▸ Consignes de travail
**a.** Selon l'extrait, qu'affirment les médias, d'une seule voix et sans aucune démonstration, au sujet du régime vénézuélien ?
**b.** Expliquez, d'après l'extrait, pourquoi l'affirmation des médias sur le caractère dictatorial du régime vénézuélien ne suffit pas à en faire une vérité.
**c.** Recopiez fidèlement la partie de l'extrait qui commence par les mots comprenant « Jean-Michel HUREAU » et se termine par « de vrais journalistes. ».

Jean-Michel HUREAU
Le dénigrement des médias sur le régime vénézuélien et son emprise sur l'opinion publique, y compris ceux qui se prennent pour des politiciens et qui la répercute sans discernement, pourrait prêter à sourire si cela n'en était pas dramatique. Tous, écrits, parlés ou télévisés prétendent donner une information alors qu'elle n'est qu'un instrument de propagande visant le pouvoir en place. Vous aurez remarqué que, d'une seule voix et sans aucune démonstration, ils affirment que le régime est dictatorial ou en voie de le devenir. Or, chacun sait qu'il ne suffit pas d'affirmer pour faire une vérité. Il serait bon de faire preuve d'un regard plus critique quant à la situation, ce que nous serions en droit d'attendre de vrais journalistes.
Le manichéisme des journalistes est sans bornes comme on peut le constater dans les manchettes des journaux, avec force photos, ou par les questions vicieuses qui sont posées à ceux qui ont l'audace de dire que la situation est plus complexe que ce que l'on voudrait bien nous faire croire.

▸ Données enregistrées
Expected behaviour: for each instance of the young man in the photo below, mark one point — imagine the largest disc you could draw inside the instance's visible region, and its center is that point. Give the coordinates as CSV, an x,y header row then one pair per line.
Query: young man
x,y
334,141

...

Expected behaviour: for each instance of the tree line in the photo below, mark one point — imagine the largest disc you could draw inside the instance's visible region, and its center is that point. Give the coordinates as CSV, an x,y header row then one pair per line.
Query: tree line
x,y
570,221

▸ Réponses par consigne
**a.** Ils affirment que le régime est dictatorial ou en voie de le devenir.

**b.** Les médias affirment d'une seule voix que le régime est dictatorial ou en voie de le devenir, mais sans aucune démonstration. Or, il ne suffit pas d'affirmer pour faire une vérité.

**c.**
Jean-Michel HUREAU
Le dénigrement des médias sur le régime vénézuélien et son emprise sur l'opinion publique, y compris ceux qui se prennent pour des politiciens et qui la répercute sans discernement, pourrait prêter à sourire si cela n'en était pas dramatique. Tous, écrits, parlés ou télévisés prétendent donner une information alors qu'elle n'est qu'un instrument de propagande visant le pouvoir en place. Vous aurez remarqué que, d'une seule voix et sans aucune démonstration, ils affirment que le régime est dictatorial ou en voie de le devenir. Or, chacun sait qu'il ne suffit pas d'affirmer pour faire une vérité. Il serait bon de faire preuve d'un regard plus critique quant à la situation, ce que nous serions en droit d'attendre de vrais journalistes.